RECORDS SHOWN

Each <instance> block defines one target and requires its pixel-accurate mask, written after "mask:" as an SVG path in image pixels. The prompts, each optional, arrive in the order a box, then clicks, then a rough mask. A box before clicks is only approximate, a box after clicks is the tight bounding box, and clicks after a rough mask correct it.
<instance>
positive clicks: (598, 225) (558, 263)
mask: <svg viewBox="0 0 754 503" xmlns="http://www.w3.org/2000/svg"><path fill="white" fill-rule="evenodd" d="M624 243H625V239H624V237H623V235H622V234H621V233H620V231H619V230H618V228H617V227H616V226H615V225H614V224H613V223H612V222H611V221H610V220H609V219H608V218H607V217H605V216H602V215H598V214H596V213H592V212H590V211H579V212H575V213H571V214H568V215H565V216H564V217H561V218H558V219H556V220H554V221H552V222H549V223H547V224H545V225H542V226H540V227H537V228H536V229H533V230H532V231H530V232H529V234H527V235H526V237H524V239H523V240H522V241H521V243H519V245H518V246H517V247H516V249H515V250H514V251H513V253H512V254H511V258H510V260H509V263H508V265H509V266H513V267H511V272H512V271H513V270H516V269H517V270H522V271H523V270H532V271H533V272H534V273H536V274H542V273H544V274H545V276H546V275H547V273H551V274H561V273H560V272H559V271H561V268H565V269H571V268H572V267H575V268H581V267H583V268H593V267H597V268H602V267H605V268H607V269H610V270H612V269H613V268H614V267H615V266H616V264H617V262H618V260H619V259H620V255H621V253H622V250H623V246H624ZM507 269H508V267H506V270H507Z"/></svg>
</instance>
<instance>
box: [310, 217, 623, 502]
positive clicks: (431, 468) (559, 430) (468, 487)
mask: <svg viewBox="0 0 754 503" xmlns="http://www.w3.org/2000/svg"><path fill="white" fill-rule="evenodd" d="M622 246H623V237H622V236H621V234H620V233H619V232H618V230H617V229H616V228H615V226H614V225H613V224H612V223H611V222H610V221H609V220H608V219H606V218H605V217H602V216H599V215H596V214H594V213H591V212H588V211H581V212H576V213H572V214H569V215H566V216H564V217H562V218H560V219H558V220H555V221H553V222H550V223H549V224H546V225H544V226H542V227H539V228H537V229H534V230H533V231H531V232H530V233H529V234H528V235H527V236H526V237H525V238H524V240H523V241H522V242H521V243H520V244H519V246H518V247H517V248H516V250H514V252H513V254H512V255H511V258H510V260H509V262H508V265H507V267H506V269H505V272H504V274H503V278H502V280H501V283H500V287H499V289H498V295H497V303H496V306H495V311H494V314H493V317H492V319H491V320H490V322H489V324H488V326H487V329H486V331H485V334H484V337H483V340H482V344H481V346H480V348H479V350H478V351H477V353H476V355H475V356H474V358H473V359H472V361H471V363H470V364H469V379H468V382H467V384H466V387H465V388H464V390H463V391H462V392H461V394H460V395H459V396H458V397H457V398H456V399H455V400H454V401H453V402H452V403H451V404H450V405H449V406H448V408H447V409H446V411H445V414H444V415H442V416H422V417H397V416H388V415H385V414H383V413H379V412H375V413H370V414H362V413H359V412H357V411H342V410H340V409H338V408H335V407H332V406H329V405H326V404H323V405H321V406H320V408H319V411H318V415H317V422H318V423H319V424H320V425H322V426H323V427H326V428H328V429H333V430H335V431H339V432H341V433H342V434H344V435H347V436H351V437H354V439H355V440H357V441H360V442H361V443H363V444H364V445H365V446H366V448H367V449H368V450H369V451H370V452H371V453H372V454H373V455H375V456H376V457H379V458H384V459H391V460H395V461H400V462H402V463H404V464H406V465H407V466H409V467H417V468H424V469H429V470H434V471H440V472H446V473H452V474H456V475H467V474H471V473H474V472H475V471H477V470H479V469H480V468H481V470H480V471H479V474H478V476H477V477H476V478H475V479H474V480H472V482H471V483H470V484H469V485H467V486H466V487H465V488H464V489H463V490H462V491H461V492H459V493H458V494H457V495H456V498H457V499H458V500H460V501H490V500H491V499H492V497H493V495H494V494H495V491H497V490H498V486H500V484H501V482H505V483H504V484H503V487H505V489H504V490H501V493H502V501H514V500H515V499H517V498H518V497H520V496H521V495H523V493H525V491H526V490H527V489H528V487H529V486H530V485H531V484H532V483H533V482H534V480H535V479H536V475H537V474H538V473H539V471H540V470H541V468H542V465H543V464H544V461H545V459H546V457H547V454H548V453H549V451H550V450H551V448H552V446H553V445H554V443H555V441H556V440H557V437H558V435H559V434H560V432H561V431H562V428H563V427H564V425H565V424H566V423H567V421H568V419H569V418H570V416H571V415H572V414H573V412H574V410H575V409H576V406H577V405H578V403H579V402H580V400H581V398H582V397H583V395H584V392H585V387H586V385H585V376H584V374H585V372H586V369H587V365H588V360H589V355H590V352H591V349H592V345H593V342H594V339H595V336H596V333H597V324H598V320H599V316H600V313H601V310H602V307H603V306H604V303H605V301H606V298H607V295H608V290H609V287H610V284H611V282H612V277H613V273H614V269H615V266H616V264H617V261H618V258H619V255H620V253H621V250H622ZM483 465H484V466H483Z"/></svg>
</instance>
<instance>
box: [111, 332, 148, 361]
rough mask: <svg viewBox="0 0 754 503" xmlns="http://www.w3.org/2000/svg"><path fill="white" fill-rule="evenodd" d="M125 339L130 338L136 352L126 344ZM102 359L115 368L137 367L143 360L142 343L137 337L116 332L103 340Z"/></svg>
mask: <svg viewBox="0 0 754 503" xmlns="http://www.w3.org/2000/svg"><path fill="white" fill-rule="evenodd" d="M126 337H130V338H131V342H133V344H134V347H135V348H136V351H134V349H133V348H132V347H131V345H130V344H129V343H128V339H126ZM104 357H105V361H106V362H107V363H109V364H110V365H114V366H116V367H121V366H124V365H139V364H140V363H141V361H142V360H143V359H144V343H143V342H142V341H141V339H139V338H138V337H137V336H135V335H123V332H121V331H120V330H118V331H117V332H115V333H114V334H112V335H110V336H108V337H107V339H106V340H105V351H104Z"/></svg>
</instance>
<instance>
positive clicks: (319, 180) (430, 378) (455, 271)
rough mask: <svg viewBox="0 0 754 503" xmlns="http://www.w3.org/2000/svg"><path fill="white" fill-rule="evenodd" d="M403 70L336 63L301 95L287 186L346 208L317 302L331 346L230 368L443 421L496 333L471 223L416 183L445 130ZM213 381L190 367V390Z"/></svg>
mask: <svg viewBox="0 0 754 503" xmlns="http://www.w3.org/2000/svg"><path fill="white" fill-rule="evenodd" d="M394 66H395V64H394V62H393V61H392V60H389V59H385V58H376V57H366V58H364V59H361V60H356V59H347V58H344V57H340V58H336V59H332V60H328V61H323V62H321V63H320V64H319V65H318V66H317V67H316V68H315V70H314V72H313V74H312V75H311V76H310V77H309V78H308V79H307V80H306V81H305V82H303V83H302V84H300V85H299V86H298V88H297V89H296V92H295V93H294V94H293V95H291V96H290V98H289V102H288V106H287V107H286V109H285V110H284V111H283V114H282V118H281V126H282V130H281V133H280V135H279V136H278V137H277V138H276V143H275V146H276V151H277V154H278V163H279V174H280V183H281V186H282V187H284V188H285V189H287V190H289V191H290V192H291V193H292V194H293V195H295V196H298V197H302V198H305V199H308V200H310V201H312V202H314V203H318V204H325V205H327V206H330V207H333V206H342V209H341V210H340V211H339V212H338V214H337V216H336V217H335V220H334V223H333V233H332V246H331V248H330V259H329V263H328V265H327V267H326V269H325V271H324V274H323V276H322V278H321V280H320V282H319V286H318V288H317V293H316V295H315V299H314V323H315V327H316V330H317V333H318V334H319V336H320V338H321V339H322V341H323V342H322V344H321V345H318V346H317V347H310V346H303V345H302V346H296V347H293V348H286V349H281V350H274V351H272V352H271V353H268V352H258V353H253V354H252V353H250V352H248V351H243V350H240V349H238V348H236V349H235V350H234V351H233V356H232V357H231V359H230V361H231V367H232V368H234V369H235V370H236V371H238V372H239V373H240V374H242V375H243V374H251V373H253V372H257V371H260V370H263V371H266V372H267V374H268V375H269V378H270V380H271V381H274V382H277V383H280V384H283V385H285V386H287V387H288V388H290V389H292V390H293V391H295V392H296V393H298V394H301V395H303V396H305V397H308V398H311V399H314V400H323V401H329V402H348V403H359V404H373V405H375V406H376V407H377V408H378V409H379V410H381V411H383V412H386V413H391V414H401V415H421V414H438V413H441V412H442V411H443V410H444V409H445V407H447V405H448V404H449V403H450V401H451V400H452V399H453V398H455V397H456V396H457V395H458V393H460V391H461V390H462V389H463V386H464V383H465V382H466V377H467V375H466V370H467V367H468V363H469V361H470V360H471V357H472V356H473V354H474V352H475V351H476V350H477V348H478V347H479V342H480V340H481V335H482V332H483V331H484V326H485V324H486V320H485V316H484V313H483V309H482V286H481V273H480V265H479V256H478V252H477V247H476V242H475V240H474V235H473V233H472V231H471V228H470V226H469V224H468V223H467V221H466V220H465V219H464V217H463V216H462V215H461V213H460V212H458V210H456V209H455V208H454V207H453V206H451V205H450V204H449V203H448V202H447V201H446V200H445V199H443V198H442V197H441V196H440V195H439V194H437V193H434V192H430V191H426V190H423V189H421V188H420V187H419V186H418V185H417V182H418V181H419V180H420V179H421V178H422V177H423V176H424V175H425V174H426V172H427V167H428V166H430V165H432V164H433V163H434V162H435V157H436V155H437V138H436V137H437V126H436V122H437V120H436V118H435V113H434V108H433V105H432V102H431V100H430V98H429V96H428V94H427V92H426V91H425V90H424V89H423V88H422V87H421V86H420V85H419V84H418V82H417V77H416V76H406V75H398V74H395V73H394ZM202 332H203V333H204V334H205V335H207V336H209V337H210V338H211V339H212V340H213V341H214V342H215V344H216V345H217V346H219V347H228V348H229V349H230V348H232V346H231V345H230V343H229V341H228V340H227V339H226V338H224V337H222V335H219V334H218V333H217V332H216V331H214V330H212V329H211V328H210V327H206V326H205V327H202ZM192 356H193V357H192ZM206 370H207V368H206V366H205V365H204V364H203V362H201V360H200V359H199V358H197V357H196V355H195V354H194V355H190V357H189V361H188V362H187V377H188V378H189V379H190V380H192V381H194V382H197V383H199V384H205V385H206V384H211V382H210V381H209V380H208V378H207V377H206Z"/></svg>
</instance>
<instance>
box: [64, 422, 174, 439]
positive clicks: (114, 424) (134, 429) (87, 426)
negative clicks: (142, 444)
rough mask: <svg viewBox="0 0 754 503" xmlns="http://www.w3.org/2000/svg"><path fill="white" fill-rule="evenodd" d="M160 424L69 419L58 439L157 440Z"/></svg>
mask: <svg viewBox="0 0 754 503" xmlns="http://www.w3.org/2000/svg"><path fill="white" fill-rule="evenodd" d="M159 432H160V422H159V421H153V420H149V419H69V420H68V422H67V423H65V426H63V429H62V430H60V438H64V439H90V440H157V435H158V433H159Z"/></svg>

JOB
Can you copy, word for word, every line from the start of the records up to and including the line with "positive clicks: (598, 225) (558, 263)"?

ANSWER BELOW
Each <instance> block defines one target and requires its pixel-accurate mask, written after "mask:" as an SVG path in image pixels. The prompts, each optional, arrive in the order a box, then clicks, then a rough mask. A box before clicks is only approximate, a box after clicks is the tight bounding box, and clicks after a rough mask correct it.
<instance>
positive clicks: (598, 225) (558, 263)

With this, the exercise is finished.